# Exercise objective
Quote, word for word, only the lines running from the line with "Query: black sunglasses" through the end of the listing. Leave out the pictures.

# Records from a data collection
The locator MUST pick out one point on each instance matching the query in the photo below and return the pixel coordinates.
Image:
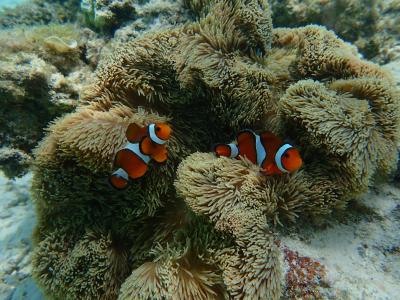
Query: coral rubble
(39, 12)
(372, 25)
(42, 71)
(201, 227)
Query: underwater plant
(198, 226)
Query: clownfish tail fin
(227, 150)
(119, 179)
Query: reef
(201, 227)
(39, 12)
(371, 25)
(42, 71)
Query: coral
(41, 75)
(107, 15)
(201, 227)
(303, 277)
(372, 25)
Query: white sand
(361, 252)
(362, 257)
(17, 220)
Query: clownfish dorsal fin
(245, 136)
(133, 133)
(246, 140)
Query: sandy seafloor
(360, 250)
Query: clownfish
(143, 144)
(265, 150)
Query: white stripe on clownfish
(153, 135)
(278, 157)
(261, 152)
(135, 148)
(121, 173)
(234, 150)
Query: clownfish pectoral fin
(119, 179)
(222, 150)
(131, 163)
(133, 133)
(161, 156)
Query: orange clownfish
(143, 144)
(265, 150)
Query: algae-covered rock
(373, 26)
(39, 12)
(42, 71)
(201, 227)
(107, 15)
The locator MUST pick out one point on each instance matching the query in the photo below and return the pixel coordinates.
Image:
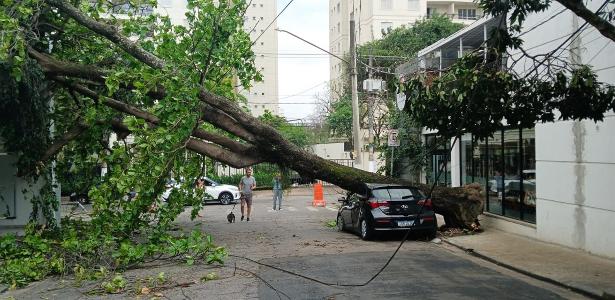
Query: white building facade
(259, 23)
(375, 17)
(552, 182)
(263, 95)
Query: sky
(303, 70)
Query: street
(297, 240)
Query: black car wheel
(340, 223)
(225, 198)
(367, 232)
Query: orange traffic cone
(319, 199)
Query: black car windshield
(398, 193)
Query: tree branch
(53, 67)
(154, 120)
(109, 32)
(218, 153)
(606, 29)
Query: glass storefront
(504, 165)
(439, 160)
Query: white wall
(263, 95)
(575, 161)
(330, 151)
(11, 188)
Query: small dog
(231, 217)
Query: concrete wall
(11, 189)
(575, 175)
(575, 161)
(263, 95)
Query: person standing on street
(246, 186)
(277, 191)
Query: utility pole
(355, 97)
(370, 112)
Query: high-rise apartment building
(374, 17)
(258, 16)
(263, 95)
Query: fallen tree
(173, 91)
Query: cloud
(296, 73)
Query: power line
(284, 103)
(543, 22)
(600, 51)
(274, 19)
(576, 32)
(306, 90)
(322, 49)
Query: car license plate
(405, 223)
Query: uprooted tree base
(252, 141)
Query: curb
(575, 289)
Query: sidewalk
(577, 270)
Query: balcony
(445, 52)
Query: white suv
(214, 191)
(224, 193)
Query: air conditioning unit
(373, 85)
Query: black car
(387, 207)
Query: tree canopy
(476, 95)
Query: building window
(431, 12)
(439, 166)
(505, 167)
(385, 27)
(386, 4)
(466, 14)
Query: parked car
(223, 193)
(386, 207)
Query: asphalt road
(297, 240)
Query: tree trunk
(459, 206)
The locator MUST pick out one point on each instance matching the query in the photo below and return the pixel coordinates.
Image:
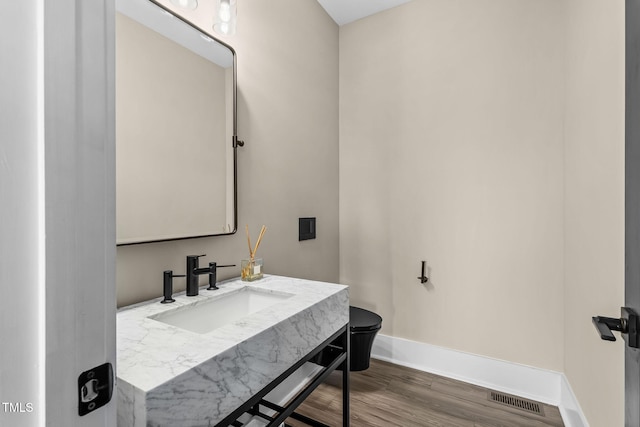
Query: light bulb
(225, 17)
(225, 12)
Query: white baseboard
(525, 381)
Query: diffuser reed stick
(262, 230)
(246, 228)
(252, 270)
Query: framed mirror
(176, 132)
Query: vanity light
(225, 17)
(186, 4)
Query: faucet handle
(167, 286)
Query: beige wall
(451, 118)
(594, 204)
(287, 97)
(483, 136)
(487, 137)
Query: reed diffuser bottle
(251, 268)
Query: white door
(57, 213)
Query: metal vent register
(515, 402)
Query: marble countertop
(171, 376)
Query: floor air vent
(516, 402)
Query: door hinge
(95, 388)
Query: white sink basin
(210, 315)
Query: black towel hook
(423, 278)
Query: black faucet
(167, 286)
(193, 271)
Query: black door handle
(627, 325)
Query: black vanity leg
(345, 377)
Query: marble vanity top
(171, 376)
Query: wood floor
(388, 395)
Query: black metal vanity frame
(338, 346)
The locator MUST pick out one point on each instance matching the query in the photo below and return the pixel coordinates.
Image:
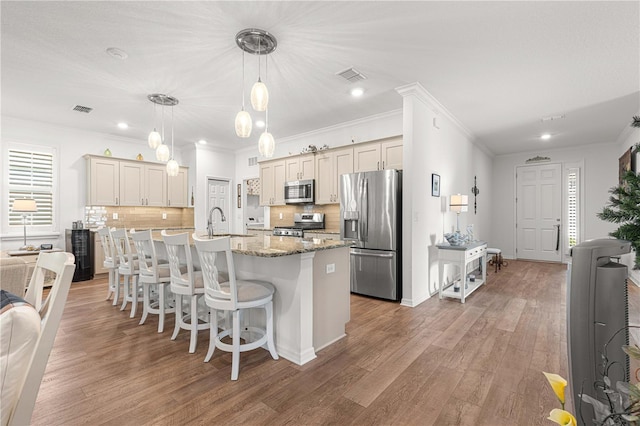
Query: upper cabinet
(378, 155)
(272, 179)
(329, 166)
(113, 182)
(300, 167)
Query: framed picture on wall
(435, 185)
(624, 164)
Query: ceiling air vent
(81, 108)
(352, 75)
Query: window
(30, 173)
(572, 207)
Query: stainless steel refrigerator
(371, 217)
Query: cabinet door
(391, 152)
(104, 182)
(279, 178)
(366, 158)
(325, 178)
(266, 184)
(177, 189)
(131, 184)
(155, 186)
(343, 165)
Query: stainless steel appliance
(371, 217)
(301, 221)
(299, 191)
(597, 317)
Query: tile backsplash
(138, 217)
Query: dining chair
(234, 297)
(31, 329)
(110, 262)
(127, 267)
(183, 284)
(153, 275)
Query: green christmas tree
(624, 207)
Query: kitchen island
(311, 277)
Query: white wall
(443, 147)
(71, 145)
(599, 174)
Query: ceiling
(499, 67)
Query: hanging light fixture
(154, 137)
(172, 165)
(162, 150)
(243, 119)
(256, 42)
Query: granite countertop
(270, 246)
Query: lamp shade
(266, 144)
(24, 205)
(259, 96)
(162, 153)
(243, 124)
(154, 139)
(459, 203)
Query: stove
(301, 221)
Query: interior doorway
(219, 195)
(539, 212)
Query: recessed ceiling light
(114, 52)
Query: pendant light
(154, 137)
(243, 119)
(162, 151)
(259, 92)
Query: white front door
(539, 212)
(219, 196)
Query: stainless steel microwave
(299, 191)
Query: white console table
(461, 256)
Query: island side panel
(292, 276)
(331, 296)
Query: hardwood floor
(441, 363)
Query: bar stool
(153, 273)
(187, 283)
(128, 267)
(110, 262)
(233, 297)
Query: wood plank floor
(442, 363)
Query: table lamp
(24, 206)
(459, 203)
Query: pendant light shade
(154, 139)
(266, 144)
(173, 167)
(162, 153)
(259, 96)
(243, 124)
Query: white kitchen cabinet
(300, 167)
(329, 166)
(272, 179)
(104, 181)
(177, 189)
(378, 155)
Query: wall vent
(352, 75)
(81, 108)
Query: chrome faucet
(210, 222)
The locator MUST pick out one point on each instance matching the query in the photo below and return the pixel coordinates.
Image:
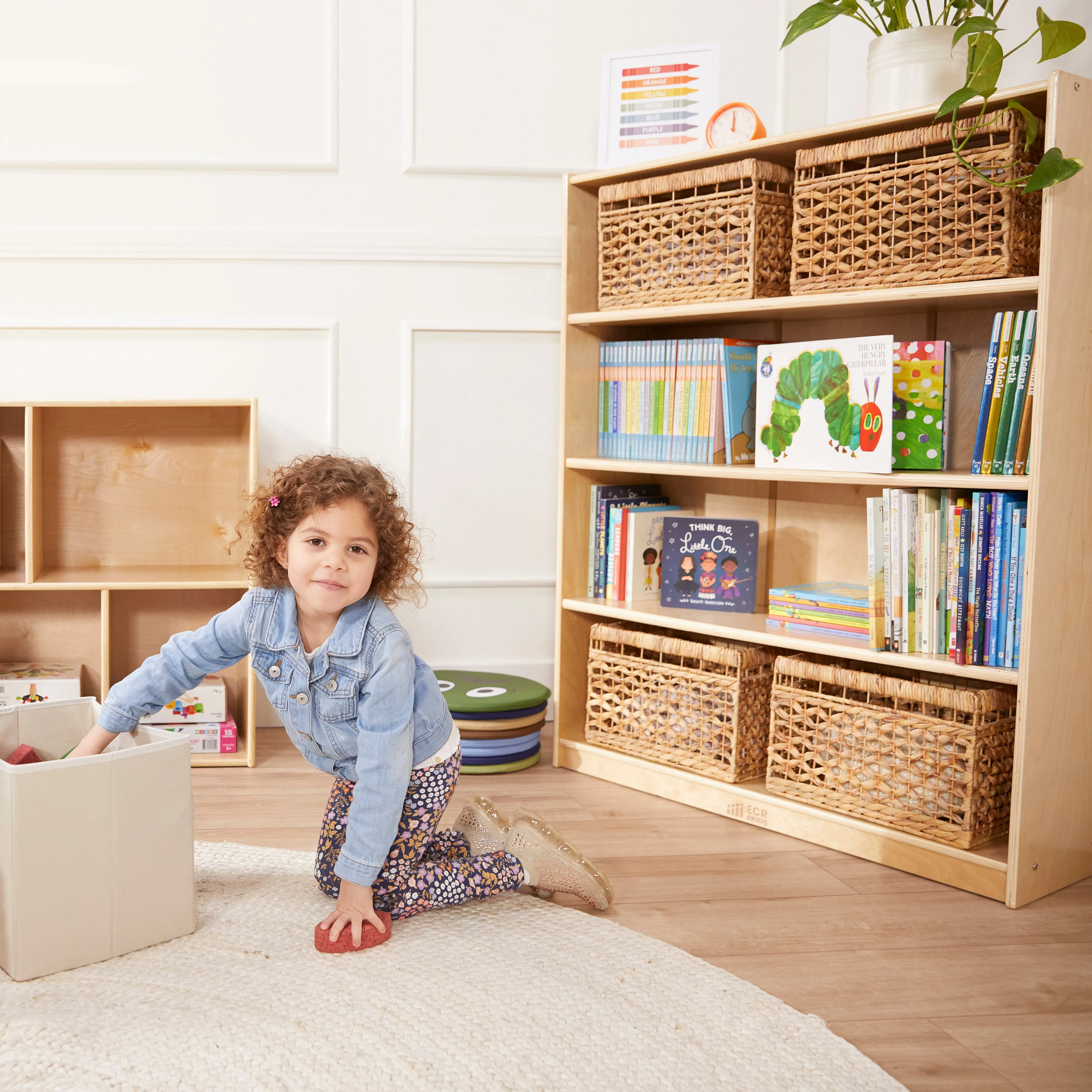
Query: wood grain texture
(947, 991)
(1052, 806)
(123, 486)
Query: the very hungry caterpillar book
(826, 405)
(709, 563)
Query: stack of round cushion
(500, 718)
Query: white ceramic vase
(915, 68)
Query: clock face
(734, 125)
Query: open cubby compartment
(138, 494)
(13, 492)
(61, 627)
(141, 621)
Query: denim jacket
(366, 709)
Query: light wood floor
(946, 991)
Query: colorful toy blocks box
(207, 704)
(28, 683)
(97, 854)
(221, 739)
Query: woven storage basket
(901, 209)
(705, 708)
(720, 233)
(930, 759)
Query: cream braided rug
(508, 994)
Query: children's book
(739, 397)
(645, 542)
(709, 563)
(918, 406)
(826, 405)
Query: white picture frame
(689, 75)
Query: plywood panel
(127, 484)
(13, 493)
(143, 622)
(62, 627)
(1052, 806)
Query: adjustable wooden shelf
(813, 526)
(114, 523)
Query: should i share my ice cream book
(709, 563)
(826, 405)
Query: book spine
(1016, 351)
(988, 391)
(995, 403)
(897, 567)
(981, 567)
(1024, 442)
(875, 525)
(1022, 391)
(887, 568)
(964, 548)
(1020, 575)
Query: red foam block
(23, 755)
(370, 936)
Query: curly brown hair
(307, 484)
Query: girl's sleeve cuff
(355, 872)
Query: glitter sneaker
(483, 826)
(553, 864)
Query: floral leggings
(426, 868)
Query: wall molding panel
(283, 246)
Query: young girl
(331, 551)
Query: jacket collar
(347, 640)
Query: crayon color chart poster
(656, 103)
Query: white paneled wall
(350, 210)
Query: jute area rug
(507, 994)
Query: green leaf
(1059, 38)
(818, 15)
(1053, 169)
(984, 64)
(975, 26)
(1030, 118)
(955, 101)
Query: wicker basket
(900, 210)
(720, 233)
(705, 708)
(925, 758)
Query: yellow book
(995, 403)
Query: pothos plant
(977, 21)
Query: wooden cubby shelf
(813, 526)
(114, 523)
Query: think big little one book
(826, 405)
(709, 563)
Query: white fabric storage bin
(97, 854)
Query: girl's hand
(94, 743)
(354, 908)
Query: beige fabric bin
(97, 854)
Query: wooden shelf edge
(946, 296)
(918, 480)
(697, 622)
(982, 872)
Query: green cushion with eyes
(490, 693)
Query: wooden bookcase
(813, 525)
(115, 519)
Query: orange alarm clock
(734, 124)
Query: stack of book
(1004, 433)
(946, 574)
(829, 608)
(678, 400)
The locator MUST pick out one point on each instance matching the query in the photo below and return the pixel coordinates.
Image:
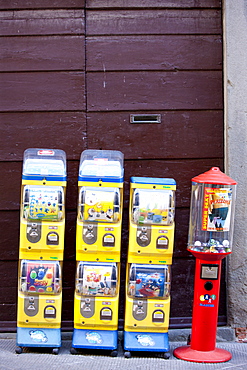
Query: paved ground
(38, 359)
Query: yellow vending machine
(98, 246)
(42, 224)
(148, 277)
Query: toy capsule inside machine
(210, 240)
(212, 213)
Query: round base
(188, 354)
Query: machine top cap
(214, 176)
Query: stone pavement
(40, 359)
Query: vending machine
(98, 246)
(41, 246)
(212, 206)
(148, 277)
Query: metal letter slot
(145, 118)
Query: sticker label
(94, 338)
(216, 209)
(145, 340)
(38, 336)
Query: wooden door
(75, 75)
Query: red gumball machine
(210, 240)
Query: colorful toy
(148, 280)
(98, 243)
(210, 240)
(41, 249)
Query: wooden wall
(72, 74)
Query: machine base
(141, 341)
(188, 354)
(38, 337)
(101, 339)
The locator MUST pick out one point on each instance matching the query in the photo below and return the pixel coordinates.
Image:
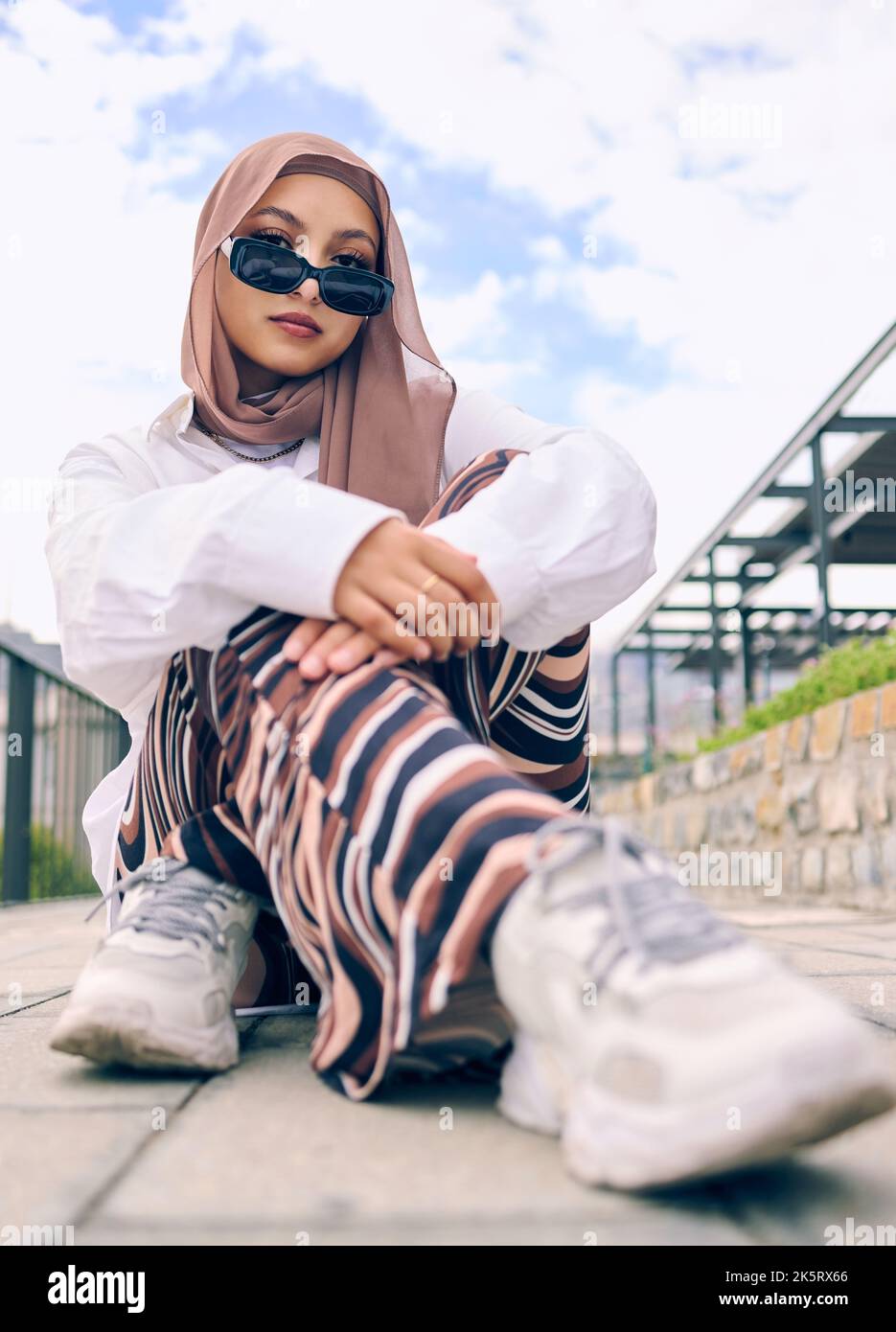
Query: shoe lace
(173, 906)
(654, 915)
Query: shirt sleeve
(140, 572)
(563, 535)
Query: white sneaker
(653, 1037)
(157, 990)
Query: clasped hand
(386, 570)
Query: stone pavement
(266, 1155)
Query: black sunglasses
(273, 268)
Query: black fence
(58, 742)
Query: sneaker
(157, 990)
(652, 1035)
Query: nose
(310, 289)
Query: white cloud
(762, 277)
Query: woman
(355, 662)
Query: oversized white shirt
(144, 561)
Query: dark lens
(263, 266)
(352, 290)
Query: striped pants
(383, 814)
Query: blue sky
(592, 235)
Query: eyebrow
(351, 233)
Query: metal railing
(58, 742)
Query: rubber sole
(616, 1143)
(126, 1035)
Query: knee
(478, 473)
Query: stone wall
(803, 812)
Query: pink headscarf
(381, 409)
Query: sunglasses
(273, 268)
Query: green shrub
(55, 873)
(839, 672)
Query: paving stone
(55, 1161)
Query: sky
(674, 222)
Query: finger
(441, 614)
(313, 663)
(424, 614)
(304, 635)
(454, 567)
(368, 613)
(355, 651)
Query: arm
(563, 535)
(140, 572)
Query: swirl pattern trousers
(382, 816)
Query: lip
(297, 325)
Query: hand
(387, 569)
(328, 645)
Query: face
(331, 225)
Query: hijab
(381, 409)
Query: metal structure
(58, 741)
(809, 533)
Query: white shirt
(144, 561)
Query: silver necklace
(248, 457)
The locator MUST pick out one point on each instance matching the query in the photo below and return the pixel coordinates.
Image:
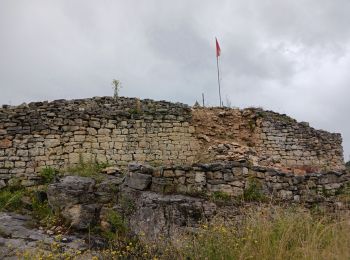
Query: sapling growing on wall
(116, 87)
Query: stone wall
(234, 178)
(61, 133)
(268, 138)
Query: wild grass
(90, 169)
(272, 233)
(11, 198)
(276, 234)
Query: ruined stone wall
(267, 138)
(235, 179)
(60, 133)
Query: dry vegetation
(274, 233)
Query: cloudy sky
(289, 56)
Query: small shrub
(254, 191)
(11, 198)
(43, 213)
(118, 224)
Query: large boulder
(74, 198)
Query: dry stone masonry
(119, 131)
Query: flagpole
(217, 65)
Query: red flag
(218, 50)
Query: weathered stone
(138, 181)
(5, 143)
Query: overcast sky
(290, 56)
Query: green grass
(11, 199)
(272, 234)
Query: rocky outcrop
(164, 200)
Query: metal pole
(217, 65)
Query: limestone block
(5, 143)
(138, 181)
(200, 177)
(94, 124)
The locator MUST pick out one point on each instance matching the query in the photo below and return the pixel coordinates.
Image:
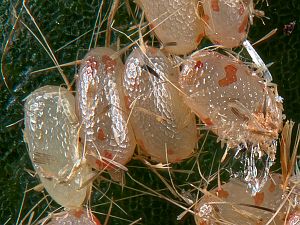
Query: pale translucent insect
(232, 101)
(73, 217)
(163, 124)
(231, 204)
(177, 24)
(226, 21)
(109, 141)
(51, 133)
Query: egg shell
(231, 100)
(232, 204)
(177, 24)
(74, 217)
(162, 123)
(51, 134)
(226, 21)
(100, 106)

# Exercise output
Query: black sunglasses
(273, 268)
Query: black fence
(58, 742)
Query: sneaker
(157, 990)
(652, 1035)
Query: nose
(310, 289)
Query: white cloud
(762, 277)
Query: woman
(355, 662)
Query: oversized white shirt
(144, 561)
Query: dark lens
(263, 266)
(352, 290)
Query: striped pants
(383, 814)
Query: blue sky
(592, 235)
Query: eyebrow
(351, 233)
Query: metal railing
(58, 742)
Query: rubber sole
(616, 1143)
(126, 1035)
Query: knee
(478, 473)
Query: stone wall
(803, 812)
Query: pink headscarf
(381, 409)
Query: sunglasses
(273, 268)
Query: green shrub
(55, 873)
(839, 672)
Query: paving stone
(55, 1161)
Query: sky
(674, 222)
Query: finger
(441, 614)
(313, 663)
(424, 614)
(304, 635)
(454, 567)
(368, 613)
(355, 651)
Query: arm
(563, 535)
(140, 572)
Query: swirl pattern trousers
(382, 816)
Query: lip
(297, 325)
Query: hand
(387, 569)
(328, 645)
Query: face
(331, 225)
Query: hijab
(381, 409)
Query: metal structure
(58, 741)
(809, 533)
Query: white shirt
(144, 561)
Query: silver necklace
(248, 457)
The locator MUST pick out one point on each instance matching the query in the photo below and return the pixel coordinates.
Image:
Query: sapling growing on wall
(116, 87)
Query: stone wall
(234, 178)
(61, 133)
(268, 138)
Query: wild grass
(90, 169)
(272, 233)
(11, 198)
(276, 234)
Query: ruined stone wall
(267, 138)
(235, 179)
(60, 133)
Query: dry vegetation
(274, 233)
Query: cloudy sky
(289, 56)
Query: small shrub
(254, 191)
(11, 198)
(43, 213)
(118, 224)
Query: large boulder
(74, 198)
Query: dry stone masonry
(119, 131)
Query: flagpole
(217, 65)
Query: red flag
(218, 50)
Query: weathered stone
(138, 181)
(5, 143)
Query: overcast sky
(290, 56)
Query: green grass
(11, 199)
(272, 234)
Query: rocky outcrop
(164, 200)
Query: metal pole
(217, 65)
Query: limestone block
(5, 143)
(138, 181)
(200, 177)
(94, 124)
The locator MUST pick out one point on each instance matching the query in the photo below and return the pixel coordinates.
Image:
Query: pale translucent insect
(232, 101)
(73, 217)
(163, 124)
(231, 204)
(177, 24)
(226, 21)
(109, 141)
(51, 133)
Query: egg shell
(231, 100)
(232, 204)
(177, 24)
(74, 217)
(162, 123)
(51, 134)
(226, 21)
(100, 106)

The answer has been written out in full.